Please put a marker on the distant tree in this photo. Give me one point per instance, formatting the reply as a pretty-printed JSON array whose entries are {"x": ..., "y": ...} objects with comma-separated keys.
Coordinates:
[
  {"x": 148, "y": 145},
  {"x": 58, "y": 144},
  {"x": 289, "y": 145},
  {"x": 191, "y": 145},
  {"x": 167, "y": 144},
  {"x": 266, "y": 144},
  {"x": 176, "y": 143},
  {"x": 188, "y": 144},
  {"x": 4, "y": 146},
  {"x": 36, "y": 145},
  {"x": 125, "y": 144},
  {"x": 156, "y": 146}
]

Problem statement → Rewrite the records above, replacing "distant tree" with "far-off tree" and keeping every other character the same.

Response to the task →
Please put a marker on the far-off tree in this photo. Give me one point per instance, formatting the reply as a pretty-printed JSON array whose entries are {"x": ..., "y": ...} objects with comma-separated keys.
Coordinates:
[
  {"x": 148, "y": 145},
  {"x": 58, "y": 144},
  {"x": 289, "y": 145},
  {"x": 191, "y": 145},
  {"x": 167, "y": 144},
  {"x": 266, "y": 144},
  {"x": 176, "y": 143},
  {"x": 188, "y": 144},
  {"x": 4, "y": 146},
  {"x": 36, "y": 145},
  {"x": 125, "y": 144},
  {"x": 156, "y": 146}
]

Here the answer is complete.